> Given records:
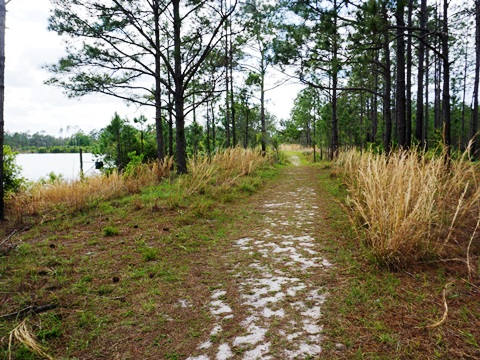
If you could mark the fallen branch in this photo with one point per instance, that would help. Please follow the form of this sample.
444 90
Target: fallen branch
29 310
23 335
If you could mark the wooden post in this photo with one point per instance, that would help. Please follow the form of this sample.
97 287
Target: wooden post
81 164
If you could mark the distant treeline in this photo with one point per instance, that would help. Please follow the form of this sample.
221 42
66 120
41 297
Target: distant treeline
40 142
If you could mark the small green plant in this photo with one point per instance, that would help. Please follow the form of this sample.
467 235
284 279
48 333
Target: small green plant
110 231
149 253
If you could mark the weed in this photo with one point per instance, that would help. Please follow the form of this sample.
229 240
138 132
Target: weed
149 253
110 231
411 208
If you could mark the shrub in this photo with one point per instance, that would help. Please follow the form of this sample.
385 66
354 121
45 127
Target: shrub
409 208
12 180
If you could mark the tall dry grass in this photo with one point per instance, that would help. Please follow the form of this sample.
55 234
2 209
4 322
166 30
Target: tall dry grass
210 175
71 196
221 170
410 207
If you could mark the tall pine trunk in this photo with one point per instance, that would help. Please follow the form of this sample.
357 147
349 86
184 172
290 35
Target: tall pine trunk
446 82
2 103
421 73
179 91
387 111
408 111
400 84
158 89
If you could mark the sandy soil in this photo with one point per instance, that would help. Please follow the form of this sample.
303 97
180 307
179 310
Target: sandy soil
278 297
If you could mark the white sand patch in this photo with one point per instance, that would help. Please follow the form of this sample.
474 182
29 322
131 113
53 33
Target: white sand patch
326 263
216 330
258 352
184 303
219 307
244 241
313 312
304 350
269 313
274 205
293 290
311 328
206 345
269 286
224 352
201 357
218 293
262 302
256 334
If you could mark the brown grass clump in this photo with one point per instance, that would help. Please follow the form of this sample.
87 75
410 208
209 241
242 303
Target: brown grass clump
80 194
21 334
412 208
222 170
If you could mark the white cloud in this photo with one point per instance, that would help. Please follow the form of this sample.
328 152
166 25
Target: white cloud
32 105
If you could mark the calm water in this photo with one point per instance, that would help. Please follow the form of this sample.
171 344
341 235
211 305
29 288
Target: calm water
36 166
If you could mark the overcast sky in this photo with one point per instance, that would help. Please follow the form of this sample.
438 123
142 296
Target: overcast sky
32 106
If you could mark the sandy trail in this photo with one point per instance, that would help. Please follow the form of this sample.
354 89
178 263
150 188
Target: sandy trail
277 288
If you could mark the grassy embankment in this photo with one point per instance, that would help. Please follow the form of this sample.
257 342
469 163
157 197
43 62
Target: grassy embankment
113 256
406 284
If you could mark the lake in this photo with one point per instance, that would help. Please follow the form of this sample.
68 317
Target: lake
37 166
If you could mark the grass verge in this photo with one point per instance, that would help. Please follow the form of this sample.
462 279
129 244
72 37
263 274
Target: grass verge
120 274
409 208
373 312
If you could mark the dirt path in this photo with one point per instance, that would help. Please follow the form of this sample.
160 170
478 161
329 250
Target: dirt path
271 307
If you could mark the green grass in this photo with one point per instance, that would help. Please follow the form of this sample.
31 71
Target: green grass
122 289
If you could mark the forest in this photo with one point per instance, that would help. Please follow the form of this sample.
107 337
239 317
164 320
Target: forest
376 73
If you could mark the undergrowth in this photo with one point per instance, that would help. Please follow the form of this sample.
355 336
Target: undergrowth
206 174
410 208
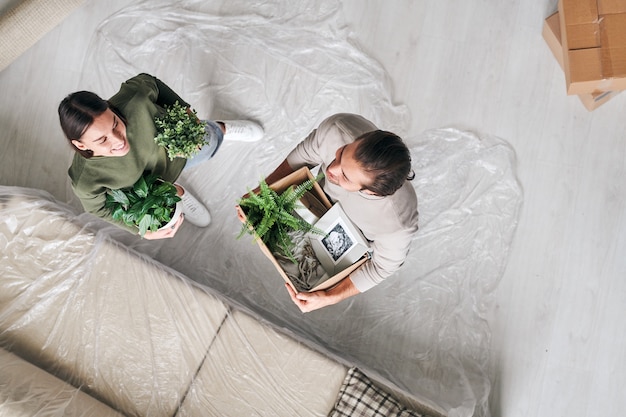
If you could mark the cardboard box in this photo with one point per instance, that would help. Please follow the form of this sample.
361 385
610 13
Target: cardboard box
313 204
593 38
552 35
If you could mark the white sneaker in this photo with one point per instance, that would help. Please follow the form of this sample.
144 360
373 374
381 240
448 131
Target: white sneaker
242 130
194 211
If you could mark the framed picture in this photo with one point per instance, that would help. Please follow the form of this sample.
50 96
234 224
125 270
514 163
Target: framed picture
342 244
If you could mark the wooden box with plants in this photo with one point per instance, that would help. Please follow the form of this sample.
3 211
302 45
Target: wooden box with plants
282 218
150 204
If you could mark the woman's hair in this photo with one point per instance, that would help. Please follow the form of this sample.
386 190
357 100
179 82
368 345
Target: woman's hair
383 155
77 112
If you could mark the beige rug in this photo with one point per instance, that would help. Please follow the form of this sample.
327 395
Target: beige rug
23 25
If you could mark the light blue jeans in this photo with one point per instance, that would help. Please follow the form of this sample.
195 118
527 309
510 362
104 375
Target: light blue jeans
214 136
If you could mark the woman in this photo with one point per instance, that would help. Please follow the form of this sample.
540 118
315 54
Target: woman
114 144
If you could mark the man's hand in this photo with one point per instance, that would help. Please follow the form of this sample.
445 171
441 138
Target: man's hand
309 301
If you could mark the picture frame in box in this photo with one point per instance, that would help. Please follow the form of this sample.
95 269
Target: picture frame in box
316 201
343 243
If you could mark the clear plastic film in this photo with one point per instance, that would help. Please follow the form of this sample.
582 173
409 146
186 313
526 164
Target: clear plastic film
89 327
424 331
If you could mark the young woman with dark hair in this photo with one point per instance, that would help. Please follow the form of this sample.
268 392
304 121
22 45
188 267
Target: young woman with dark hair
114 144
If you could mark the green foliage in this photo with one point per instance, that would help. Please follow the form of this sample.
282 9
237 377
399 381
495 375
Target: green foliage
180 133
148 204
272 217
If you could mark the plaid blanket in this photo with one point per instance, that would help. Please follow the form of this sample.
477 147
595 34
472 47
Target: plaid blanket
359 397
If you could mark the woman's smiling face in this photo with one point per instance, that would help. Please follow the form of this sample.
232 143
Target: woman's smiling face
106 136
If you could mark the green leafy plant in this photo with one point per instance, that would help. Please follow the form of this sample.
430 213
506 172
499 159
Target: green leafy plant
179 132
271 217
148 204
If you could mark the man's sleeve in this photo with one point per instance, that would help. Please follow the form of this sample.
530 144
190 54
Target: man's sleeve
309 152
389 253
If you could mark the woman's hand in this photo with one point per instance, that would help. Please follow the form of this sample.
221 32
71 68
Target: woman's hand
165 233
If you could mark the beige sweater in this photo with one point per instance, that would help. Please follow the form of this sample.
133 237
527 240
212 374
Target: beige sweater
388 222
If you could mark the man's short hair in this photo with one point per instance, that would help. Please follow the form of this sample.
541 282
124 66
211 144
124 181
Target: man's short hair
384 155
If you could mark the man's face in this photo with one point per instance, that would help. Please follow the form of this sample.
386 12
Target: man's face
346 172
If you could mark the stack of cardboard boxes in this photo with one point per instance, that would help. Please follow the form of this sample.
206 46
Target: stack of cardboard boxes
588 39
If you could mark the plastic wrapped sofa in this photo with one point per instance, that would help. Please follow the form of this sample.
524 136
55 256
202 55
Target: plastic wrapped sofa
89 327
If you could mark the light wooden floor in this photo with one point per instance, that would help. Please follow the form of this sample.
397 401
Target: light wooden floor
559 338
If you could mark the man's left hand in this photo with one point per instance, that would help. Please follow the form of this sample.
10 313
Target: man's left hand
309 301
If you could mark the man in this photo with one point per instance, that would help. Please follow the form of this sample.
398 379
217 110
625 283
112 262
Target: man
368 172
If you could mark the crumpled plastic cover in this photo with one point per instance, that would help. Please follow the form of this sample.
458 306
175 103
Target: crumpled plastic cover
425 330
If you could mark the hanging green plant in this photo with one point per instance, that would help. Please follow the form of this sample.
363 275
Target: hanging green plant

* * *

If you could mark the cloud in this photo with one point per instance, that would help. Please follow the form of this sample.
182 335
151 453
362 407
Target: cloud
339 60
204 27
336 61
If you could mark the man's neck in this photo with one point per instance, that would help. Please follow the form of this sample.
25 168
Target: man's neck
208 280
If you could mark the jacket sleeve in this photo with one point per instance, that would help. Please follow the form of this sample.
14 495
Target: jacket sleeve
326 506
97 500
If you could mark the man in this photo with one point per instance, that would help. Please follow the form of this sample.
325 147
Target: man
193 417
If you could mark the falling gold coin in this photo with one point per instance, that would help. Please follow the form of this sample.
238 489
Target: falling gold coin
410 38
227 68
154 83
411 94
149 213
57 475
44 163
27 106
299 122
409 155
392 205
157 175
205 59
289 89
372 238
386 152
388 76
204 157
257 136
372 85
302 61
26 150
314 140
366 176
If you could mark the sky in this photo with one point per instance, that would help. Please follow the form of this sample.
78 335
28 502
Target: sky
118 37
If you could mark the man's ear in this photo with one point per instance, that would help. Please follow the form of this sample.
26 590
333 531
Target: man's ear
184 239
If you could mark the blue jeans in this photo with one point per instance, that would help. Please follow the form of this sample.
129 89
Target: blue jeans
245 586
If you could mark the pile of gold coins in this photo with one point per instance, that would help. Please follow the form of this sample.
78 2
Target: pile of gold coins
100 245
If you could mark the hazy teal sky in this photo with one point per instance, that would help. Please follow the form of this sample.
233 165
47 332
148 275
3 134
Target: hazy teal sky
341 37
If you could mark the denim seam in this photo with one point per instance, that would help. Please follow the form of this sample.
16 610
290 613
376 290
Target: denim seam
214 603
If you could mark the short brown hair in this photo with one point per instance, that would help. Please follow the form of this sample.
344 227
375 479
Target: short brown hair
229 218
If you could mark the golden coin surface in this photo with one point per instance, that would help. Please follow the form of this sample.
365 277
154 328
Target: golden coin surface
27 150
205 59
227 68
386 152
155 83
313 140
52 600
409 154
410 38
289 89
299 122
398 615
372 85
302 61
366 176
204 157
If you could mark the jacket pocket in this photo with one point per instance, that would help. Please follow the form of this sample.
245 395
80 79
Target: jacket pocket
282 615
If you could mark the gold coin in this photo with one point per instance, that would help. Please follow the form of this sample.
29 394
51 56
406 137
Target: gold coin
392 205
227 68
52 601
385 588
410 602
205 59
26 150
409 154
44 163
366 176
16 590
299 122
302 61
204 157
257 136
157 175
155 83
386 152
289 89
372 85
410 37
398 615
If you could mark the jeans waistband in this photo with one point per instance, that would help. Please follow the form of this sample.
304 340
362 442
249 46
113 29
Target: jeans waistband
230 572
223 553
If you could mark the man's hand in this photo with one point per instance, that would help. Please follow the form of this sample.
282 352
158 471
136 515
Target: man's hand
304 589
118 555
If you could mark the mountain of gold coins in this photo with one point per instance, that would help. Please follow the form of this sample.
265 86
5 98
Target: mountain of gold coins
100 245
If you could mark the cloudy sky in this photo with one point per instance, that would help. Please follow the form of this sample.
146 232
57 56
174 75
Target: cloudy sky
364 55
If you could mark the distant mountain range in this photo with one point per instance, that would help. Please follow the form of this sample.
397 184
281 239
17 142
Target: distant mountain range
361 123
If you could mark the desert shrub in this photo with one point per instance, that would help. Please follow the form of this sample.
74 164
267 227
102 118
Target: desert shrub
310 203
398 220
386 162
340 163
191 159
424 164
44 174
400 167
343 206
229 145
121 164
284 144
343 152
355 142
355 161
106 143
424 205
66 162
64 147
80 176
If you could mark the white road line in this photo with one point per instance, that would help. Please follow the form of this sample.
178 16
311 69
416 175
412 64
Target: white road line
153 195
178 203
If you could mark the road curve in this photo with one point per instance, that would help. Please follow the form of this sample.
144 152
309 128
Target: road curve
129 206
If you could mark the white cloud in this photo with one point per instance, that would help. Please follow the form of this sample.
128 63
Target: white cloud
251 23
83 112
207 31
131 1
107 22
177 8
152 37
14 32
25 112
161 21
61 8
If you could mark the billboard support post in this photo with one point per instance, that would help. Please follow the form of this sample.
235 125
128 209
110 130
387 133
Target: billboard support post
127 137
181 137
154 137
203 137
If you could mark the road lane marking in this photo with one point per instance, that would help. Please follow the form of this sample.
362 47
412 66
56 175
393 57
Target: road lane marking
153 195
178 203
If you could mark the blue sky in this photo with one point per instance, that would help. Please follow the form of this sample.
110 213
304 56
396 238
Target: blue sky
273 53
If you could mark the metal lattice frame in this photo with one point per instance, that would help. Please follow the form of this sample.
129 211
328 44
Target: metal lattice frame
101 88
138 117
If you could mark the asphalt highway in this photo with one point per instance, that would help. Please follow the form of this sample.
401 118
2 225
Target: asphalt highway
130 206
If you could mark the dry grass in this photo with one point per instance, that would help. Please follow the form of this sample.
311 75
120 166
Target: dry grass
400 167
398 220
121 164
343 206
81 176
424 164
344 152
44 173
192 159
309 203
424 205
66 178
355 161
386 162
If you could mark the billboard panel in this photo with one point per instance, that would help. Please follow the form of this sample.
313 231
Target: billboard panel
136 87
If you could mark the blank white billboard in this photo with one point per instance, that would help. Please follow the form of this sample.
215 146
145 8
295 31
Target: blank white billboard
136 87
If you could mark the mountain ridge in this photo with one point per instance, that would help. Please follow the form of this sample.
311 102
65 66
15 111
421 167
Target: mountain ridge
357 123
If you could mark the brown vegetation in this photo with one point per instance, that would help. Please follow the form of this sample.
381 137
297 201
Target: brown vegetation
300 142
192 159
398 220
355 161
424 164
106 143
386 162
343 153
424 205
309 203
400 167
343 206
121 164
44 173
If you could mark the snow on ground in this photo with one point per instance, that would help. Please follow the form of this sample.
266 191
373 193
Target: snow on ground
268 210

> Your objective: Find every line above that contains the word "weed", and copy each of those lines.

> Answer for the task:
If you could mark the weed in this photo with one point per instance, that would help. Please follow the form of this sample.
Target: weed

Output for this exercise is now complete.